» Zu lösende Aufgaben
A) Beantworten Sie zum Auszug über Wahlkampffinanzierung:
(i) Von welchen Bereichen wird Bush vor allem begünstigt?
(ii) Wie viel Prozent der im November gewählten Senator*innen hatten am meisten Geld ausgegeben?
(iii) Welchen Betrag spenden die etwa eine halbe Million wohlhabender Individuen an die beiden Parteien?
B) Tippen Sie aus dem Auszug über Wahlkampffinanzierung die Stelle genau ab, die bei den Worten „Geld spricht zweifellos: 92%“ einsetzt und nach den Worten „bereits geleistete Dienste.“ aufhört.

Einige Kandidat*innen finanzieren ihre Wahlkämpfe aus ihrem eigenen Vermögen. Die meisten Wahlkampfgelder kommen jedoch von den großen Unternehmen. Gore wurde von Occidental Petroleum, Bell South (Telekommunikation), Hollywood Studios und der Lobby der Prozessanwälte begünstigt. Bush wird vor allem von der Rüstungsindustrie, den Versicherungsgesellschaften und dem Immobiliensektor begünstigt. Viele der Unternehmenslobbys unterstützen sowohl die Kandidat*innen der Demokrat*innen als auch der Republikaner*innen. Amoco-Vorstandschef John Browne erklärte: „Wir begrüßen einen Sieg der einen oder anderen Partei sehr“. („Le Monde Diplomatique“, Dezember 2000)
Geld spricht zweifellos: 92% der Abgeordneten und 88% der Senator*innen, die im November gewählt wurden, waren die Kandidat*innen, die am meisten Geld ausgegeben haben. In vielen Fällen ergibt sich ihr finanzieller Vorteil aus der Tatsache, dass es sich um die Amtsinhaber*innen handelt, die in 95% der Sitze wiedergewählt werden. Die Beiträge zu ihren Wahlkampffonds sind in Wirklichkeit Zahlungen für bereits geleistete Dienste.
Etwa eine halbe Million wohlhabender Individuen (etwa zwei Zehntel eines Prozents der US-Bevölkerung) spenden 1.000 Dollar oder mehr an die beiden Parteien. Diese Gruppe entspricht in etwa der herrschenden Klasse der USA, den in den Vorstandsetagen sitzenden und Lobbyisten beschäftigenden Superreichen, die ihre wirtschaftliche Macht nutzen, um gewählte Vertreter*innen zu kaufen und die politische Agenda Washingtons zu bestimmen.

» Vorliegende Zeilen
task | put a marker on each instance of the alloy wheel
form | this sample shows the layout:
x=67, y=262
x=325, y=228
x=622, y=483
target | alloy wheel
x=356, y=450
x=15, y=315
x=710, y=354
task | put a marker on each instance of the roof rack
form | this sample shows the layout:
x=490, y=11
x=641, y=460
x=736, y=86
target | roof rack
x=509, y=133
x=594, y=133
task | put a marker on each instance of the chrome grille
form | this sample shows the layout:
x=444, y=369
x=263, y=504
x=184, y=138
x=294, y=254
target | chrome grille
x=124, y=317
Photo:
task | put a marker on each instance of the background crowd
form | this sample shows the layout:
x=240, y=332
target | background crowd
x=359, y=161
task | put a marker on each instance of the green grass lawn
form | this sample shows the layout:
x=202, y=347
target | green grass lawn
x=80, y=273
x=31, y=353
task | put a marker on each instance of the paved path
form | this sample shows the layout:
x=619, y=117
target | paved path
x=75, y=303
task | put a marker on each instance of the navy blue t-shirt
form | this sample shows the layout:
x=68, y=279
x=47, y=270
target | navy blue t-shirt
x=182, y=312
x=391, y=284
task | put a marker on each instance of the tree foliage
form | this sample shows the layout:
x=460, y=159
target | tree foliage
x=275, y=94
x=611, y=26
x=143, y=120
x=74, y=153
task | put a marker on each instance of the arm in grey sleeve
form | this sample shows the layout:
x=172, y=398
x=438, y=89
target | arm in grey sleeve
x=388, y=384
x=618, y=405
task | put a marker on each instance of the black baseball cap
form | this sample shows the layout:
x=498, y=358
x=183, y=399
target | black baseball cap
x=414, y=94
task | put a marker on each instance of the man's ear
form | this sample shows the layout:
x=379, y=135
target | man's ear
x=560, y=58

» Lösungen im Einzelnen
A)
(i) Von der Rüstungsindustrie, den Versicherungsgesellschaften und dem Immobiliensektor.
(ii) 88 %.
(iii) 1.000 Dollar oder mehr.

B)
Geld spricht zweifellos: 92% der Abgeordneten und 88% der Senator*innen, die im November gewählt wurden, waren die Kandidat*innen, die am meisten Geld ausgegeben haben. In vielen Fällen ergibt sich ihr finanzieller Vorteil aus der Tatsache, dass es sich um die Amtsinhaber*innen handelt, die in 95% der Sitze wiedergewählt werden. Die Beiträge zu ihren Wahlkampffonds sind in Wirklichkeit Zahlungen für bereits geleistete Dienste.